→ **Assignment**
From the line that contains "[mark] pool of" to the last line of the entries, set down each line exactly as written, both ends included, with nothing else.
*** Material supplied Section Begins ***
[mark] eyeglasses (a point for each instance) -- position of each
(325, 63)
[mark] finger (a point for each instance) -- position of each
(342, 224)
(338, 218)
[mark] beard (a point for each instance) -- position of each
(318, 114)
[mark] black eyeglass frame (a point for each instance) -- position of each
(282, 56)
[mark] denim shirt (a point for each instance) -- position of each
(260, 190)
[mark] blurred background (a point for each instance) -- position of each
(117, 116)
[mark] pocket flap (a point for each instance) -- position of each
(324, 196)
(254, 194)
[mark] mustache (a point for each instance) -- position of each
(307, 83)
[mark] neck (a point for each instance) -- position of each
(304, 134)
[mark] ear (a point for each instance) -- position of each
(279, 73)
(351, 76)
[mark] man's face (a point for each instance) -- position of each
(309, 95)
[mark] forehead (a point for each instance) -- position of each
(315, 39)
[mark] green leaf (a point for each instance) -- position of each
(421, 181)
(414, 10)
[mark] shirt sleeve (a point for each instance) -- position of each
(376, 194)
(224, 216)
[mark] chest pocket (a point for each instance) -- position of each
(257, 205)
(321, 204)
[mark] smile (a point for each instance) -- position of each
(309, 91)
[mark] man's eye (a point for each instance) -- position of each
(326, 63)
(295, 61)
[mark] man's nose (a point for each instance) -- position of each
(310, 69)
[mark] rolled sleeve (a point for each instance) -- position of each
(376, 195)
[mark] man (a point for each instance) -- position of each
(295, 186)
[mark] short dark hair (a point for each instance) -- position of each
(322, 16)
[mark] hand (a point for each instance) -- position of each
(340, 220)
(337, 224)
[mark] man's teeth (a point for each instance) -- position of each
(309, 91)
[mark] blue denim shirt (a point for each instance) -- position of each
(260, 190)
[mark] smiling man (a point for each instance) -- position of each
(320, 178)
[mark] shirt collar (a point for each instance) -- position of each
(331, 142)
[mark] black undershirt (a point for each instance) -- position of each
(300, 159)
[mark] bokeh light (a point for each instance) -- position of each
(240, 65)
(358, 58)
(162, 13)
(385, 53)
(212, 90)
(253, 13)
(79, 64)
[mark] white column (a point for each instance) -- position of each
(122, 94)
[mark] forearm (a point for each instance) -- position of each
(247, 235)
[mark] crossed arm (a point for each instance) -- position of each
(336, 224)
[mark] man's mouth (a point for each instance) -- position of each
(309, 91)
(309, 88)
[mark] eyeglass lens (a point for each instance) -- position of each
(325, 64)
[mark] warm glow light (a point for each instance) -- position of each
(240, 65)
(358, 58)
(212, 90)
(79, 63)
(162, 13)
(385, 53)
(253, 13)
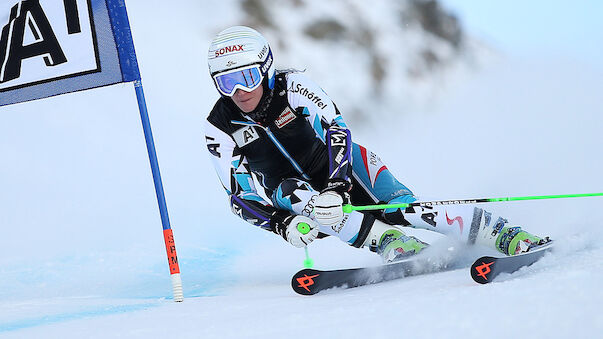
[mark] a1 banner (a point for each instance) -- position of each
(51, 47)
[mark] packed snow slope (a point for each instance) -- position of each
(83, 254)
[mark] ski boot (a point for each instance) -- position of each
(391, 243)
(514, 240)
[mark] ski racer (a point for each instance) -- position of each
(284, 130)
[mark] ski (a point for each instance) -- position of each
(310, 281)
(485, 269)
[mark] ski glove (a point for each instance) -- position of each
(328, 206)
(298, 230)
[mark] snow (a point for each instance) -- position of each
(83, 254)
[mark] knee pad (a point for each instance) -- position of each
(295, 195)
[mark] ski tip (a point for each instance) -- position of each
(482, 268)
(305, 281)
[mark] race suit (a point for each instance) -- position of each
(303, 144)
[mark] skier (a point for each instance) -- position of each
(283, 129)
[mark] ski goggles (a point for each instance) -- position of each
(246, 78)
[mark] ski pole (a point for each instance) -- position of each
(350, 208)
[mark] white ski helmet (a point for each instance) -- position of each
(240, 47)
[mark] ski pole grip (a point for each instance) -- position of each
(303, 228)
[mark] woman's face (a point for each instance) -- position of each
(248, 101)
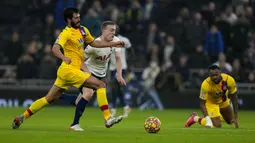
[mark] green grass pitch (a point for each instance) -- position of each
(51, 126)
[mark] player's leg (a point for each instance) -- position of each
(69, 98)
(125, 96)
(226, 111)
(114, 91)
(52, 95)
(81, 103)
(154, 95)
(100, 88)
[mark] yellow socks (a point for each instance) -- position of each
(103, 103)
(36, 106)
(200, 120)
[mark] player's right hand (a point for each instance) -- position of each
(67, 60)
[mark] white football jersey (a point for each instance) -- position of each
(112, 66)
(97, 59)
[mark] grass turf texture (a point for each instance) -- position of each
(51, 126)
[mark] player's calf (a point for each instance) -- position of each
(216, 122)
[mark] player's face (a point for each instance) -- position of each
(75, 21)
(108, 32)
(215, 76)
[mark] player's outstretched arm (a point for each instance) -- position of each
(56, 51)
(103, 44)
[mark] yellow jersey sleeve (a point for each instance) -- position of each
(204, 90)
(88, 38)
(62, 38)
(231, 85)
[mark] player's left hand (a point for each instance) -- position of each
(235, 121)
(120, 44)
(121, 80)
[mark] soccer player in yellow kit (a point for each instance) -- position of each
(70, 73)
(216, 92)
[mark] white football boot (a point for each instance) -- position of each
(127, 110)
(111, 121)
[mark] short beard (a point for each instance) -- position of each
(74, 25)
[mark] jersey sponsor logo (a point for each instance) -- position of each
(103, 58)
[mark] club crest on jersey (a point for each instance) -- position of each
(218, 94)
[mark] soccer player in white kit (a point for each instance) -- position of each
(96, 62)
(117, 90)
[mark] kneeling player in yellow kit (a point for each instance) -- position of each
(216, 92)
(70, 73)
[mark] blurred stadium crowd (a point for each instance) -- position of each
(178, 39)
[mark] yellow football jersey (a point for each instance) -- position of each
(72, 41)
(217, 93)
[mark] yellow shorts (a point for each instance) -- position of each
(69, 76)
(214, 109)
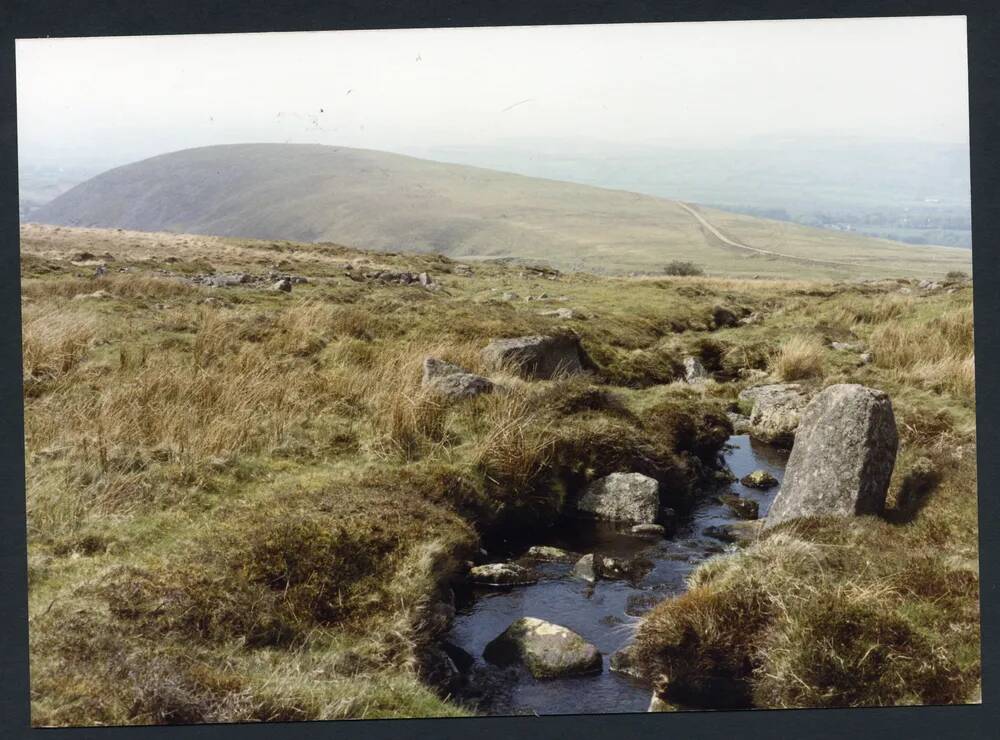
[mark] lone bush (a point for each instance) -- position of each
(679, 267)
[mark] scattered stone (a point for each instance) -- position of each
(843, 456)
(657, 703)
(502, 574)
(586, 569)
(694, 371)
(544, 552)
(752, 374)
(741, 423)
(96, 295)
(547, 650)
(624, 662)
(453, 381)
(722, 317)
(624, 497)
(536, 356)
(744, 508)
(759, 479)
(776, 410)
(638, 604)
(648, 530)
(740, 533)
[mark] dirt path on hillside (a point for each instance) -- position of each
(729, 242)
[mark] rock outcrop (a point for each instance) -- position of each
(843, 456)
(776, 410)
(536, 357)
(453, 381)
(547, 650)
(622, 497)
(694, 371)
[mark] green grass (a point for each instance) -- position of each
(242, 503)
(384, 201)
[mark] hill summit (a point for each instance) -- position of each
(390, 202)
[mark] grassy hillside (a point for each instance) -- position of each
(382, 201)
(243, 505)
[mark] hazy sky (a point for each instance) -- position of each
(120, 99)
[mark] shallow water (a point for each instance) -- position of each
(604, 613)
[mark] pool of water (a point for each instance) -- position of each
(605, 613)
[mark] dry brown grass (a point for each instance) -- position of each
(799, 358)
(937, 354)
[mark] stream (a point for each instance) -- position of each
(605, 613)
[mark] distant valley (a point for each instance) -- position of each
(389, 202)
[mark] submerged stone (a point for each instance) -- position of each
(502, 574)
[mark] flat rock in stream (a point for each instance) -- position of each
(553, 554)
(547, 650)
(776, 410)
(622, 497)
(624, 662)
(502, 574)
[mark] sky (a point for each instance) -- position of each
(116, 100)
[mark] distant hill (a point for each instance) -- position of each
(377, 200)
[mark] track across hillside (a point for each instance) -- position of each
(731, 243)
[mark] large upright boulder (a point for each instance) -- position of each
(843, 456)
(622, 497)
(776, 411)
(536, 356)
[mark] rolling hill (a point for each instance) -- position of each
(390, 202)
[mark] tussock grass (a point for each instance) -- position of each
(799, 358)
(246, 509)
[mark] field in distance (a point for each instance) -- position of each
(388, 202)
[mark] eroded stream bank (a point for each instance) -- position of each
(603, 613)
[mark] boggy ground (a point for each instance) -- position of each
(243, 506)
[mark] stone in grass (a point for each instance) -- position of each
(744, 508)
(453, 381)
(624, 497)
(842, 460)
(759, 479)
(502, 574)
(547, 650)
(545, 552)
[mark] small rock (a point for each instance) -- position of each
(694, 371)
(624, 497)
(759, 479)
(544, 552)
(453, 381)
(586, 569)
(648, 530)
(502, 574)
(541, 357)
(623, 662)
(560, 313)
(744, 508)
(547, 650)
*** Material supplied Section Ends ***
→ **Result**
[mark] pool of water (a point for each instance) -- position of each
(605, 613)
[mark] dry brown grass (a point for each instance) -- position of each
(799, 358)
(937, 354)
[mark] stream (a point for each instance) -- position of each
(605, 613)
[mark] distant valley (a point for each instance) -- position of each
(389, 202)
[mark] submerged stone (a point for each instance) -- position of each
(502, 574)
[mark] flat rock in stream (a point for each instance) -- position of each
(553, 554)
(547, 650)
(776, 410)
(622, 497)
(624, 662)
(502, 574)
[mark] sky (a point for each instance) -- position of each
(116, 100)
[mark] distant hill (a point for each instance) -- position of each
(377, 200)
[mark] track across hillside (a point for each instance) -- position of each
(731, 243)
[mark] large upright boulder (a point for each instance) -- position of each
(843, 456)
(622, 497)
(776, 411)
(536, 356)
[mark] rolling hill (a point for each instance) -- position of each
(390, 202)
[mark] tussock grass (a point for each instance) -- position of each
(799, 358)
(246, 509)
[mark] field in distance (a point for each instance) -- position of each
(388, 202)
[mark] eroded stream bank (a point for each instance) -- position of each
(603, 613)
[mark] boggy ground (a point for each instance) -- position of each
(243, 506)
[mark] stone in grass (a point for each instance) -- position of each
(744, 508)
(453, 381)
(624, 497)
(842, 460)
(759, 479)
(502, 574)
(547, 650)
(545, 552)
[mark] small rock (a point for each instance) -- position of each
(694, 371)
(624, 497)
(759, 479)
(544, 552)
(453, 381)
(586, 569)
(648, 530)
(502, 574)
(541, 357)
(623, 662)
(560, 313)
(744, 508)
(547, 650)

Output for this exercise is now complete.